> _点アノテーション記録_
————————
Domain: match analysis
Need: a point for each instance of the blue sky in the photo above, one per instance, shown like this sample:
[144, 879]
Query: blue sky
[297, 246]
————————
上の行をすべて、一字も変えずにそのまま書き写してください。

> _課題への回答_
Domain: match analysis
Need: a point for each instance of the blue sky in the photo above, one per instance, shown like this sample:
[144, 879]
Query: blue sky
[297, 246]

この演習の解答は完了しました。